-- What is needed --
Copy every line of the rows below that contains the string "grass". Case counts.
[START OF Working data]
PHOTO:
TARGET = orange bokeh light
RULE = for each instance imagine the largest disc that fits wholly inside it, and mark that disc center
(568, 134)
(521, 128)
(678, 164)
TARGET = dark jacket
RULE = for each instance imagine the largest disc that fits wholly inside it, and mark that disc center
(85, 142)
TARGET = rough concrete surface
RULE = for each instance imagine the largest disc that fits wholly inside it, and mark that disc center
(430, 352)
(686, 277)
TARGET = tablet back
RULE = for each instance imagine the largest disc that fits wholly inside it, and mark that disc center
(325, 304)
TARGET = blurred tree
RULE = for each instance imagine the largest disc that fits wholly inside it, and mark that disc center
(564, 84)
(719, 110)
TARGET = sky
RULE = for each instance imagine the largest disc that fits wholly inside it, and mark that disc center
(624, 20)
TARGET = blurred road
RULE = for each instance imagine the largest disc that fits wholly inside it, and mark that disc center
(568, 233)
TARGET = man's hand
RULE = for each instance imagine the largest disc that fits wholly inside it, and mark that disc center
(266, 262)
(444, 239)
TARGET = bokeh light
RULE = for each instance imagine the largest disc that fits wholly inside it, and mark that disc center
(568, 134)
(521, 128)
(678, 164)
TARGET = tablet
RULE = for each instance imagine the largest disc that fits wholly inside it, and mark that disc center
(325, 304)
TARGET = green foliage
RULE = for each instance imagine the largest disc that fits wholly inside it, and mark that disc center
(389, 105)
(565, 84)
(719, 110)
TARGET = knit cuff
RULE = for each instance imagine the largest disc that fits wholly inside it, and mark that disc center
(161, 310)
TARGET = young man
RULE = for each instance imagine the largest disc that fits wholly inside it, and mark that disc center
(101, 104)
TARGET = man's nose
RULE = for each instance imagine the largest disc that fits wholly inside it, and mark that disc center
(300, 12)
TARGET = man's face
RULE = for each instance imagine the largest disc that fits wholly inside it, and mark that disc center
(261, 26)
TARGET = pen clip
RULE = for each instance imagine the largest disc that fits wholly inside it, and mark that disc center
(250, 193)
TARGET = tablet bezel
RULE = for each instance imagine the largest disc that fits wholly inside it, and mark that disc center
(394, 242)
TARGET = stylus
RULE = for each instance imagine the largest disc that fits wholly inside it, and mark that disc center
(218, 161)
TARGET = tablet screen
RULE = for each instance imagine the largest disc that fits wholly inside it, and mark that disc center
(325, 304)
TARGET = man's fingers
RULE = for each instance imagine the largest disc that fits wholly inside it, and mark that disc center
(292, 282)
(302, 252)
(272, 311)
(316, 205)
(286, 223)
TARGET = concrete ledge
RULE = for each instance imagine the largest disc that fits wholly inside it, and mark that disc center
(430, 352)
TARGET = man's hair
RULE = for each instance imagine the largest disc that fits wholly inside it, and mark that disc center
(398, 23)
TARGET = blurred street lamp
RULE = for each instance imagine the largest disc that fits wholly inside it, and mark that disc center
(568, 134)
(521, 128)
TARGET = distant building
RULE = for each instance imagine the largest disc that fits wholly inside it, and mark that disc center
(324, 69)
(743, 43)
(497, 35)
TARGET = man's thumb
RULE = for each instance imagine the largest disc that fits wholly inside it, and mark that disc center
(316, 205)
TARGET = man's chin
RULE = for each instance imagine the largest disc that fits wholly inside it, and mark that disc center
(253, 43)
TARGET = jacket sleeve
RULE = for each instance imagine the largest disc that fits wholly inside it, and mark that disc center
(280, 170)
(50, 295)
[END OF Working data]
[START OF Working data]
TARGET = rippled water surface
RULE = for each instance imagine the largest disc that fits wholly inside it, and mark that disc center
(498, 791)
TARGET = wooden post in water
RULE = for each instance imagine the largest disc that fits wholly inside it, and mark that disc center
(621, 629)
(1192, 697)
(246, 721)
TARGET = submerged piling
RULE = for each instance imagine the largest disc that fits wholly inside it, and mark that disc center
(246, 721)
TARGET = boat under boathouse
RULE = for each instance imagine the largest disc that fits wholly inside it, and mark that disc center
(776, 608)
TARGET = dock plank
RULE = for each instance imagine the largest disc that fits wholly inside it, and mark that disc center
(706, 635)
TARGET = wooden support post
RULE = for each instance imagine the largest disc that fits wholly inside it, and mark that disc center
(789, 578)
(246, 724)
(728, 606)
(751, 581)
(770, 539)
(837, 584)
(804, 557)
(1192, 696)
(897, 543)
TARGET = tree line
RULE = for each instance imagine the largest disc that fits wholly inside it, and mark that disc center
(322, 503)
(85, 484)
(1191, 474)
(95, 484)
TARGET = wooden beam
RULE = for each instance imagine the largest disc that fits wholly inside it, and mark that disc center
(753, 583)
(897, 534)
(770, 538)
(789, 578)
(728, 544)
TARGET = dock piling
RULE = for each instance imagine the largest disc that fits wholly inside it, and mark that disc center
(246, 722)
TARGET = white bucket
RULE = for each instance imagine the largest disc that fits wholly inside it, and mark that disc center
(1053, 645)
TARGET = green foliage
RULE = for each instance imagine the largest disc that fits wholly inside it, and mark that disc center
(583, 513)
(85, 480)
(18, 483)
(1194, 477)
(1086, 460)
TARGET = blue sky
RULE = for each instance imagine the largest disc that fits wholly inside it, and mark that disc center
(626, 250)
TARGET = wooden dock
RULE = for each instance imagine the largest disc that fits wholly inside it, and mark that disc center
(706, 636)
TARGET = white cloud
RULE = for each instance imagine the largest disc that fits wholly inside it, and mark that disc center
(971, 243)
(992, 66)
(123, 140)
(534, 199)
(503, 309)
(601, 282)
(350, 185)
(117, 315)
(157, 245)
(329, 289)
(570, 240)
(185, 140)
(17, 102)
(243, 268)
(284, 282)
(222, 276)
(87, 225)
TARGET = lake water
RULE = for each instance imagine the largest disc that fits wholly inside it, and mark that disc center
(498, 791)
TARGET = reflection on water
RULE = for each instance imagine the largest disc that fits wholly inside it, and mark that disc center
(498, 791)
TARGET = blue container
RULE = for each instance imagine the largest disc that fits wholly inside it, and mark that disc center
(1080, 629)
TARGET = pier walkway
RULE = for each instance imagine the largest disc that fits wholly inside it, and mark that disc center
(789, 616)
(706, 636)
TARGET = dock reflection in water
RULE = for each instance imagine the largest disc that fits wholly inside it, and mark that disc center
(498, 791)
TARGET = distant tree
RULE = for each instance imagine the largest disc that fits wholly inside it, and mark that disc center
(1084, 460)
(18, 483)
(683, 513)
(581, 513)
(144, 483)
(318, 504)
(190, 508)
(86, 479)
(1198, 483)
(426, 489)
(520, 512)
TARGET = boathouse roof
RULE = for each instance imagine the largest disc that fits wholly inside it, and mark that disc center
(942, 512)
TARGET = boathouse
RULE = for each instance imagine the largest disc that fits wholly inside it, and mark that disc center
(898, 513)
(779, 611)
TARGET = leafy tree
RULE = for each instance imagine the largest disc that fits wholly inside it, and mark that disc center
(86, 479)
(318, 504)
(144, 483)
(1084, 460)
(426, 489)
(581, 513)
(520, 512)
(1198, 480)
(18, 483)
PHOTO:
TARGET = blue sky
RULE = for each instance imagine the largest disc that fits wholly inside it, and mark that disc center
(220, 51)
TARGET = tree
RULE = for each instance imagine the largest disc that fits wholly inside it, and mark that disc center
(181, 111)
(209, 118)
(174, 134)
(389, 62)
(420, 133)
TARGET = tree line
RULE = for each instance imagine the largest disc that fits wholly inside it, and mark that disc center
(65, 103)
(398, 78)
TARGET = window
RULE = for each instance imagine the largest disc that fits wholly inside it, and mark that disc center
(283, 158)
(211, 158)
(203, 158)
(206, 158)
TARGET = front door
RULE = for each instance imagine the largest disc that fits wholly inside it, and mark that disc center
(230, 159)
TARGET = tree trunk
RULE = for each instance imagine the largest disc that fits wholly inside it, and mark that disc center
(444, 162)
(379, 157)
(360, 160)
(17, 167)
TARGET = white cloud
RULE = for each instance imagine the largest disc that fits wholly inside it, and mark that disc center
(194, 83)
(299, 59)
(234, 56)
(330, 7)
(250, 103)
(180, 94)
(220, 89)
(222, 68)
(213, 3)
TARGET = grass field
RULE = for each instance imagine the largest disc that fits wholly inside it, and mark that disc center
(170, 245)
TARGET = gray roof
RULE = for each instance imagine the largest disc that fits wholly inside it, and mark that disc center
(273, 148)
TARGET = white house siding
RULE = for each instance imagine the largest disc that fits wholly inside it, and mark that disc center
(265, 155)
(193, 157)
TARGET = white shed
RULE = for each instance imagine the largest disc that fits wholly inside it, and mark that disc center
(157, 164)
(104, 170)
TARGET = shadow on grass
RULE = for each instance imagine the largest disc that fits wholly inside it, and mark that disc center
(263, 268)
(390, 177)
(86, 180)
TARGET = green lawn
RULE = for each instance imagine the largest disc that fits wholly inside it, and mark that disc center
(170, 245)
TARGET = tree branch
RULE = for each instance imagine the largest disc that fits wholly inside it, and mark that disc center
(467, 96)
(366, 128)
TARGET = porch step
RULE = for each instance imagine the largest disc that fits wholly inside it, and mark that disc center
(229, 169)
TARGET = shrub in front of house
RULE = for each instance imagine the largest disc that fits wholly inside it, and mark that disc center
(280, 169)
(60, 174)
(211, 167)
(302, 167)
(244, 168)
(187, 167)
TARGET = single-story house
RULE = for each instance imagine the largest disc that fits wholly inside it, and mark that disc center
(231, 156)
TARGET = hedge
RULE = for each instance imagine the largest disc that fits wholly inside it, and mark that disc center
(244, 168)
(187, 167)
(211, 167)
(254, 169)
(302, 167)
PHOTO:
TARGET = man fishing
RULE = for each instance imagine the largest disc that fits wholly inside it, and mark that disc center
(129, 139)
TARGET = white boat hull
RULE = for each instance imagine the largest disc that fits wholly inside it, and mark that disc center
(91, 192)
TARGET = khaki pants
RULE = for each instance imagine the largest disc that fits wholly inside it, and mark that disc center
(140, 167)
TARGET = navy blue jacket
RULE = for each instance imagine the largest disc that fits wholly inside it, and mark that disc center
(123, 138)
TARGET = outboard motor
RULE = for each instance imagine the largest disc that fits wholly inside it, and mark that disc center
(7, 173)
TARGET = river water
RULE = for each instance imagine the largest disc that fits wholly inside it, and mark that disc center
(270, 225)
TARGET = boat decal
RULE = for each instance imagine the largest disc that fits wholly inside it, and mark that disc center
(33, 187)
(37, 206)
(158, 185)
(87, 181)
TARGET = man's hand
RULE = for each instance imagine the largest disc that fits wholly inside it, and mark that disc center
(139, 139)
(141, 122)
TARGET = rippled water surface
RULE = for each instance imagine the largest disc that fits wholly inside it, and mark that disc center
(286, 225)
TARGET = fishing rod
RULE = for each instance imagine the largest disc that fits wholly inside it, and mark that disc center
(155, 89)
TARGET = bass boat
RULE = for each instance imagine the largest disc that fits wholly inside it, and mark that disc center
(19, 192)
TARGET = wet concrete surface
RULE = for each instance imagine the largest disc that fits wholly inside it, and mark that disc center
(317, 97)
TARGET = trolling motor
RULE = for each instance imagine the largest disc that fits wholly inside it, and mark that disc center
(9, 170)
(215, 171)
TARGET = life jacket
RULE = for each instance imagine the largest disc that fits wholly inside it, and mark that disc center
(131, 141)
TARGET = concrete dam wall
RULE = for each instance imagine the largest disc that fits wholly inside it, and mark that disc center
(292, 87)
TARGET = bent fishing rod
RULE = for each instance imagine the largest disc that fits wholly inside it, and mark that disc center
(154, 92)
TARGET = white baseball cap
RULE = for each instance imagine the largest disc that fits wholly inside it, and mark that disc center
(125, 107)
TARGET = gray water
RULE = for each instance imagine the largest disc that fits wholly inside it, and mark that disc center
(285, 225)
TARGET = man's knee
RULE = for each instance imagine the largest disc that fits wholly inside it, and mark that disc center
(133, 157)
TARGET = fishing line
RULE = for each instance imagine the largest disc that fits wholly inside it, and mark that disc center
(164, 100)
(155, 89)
[END OF Working data]
-- Problem solution --
TARGET = grass field
TARGET = shadow on grass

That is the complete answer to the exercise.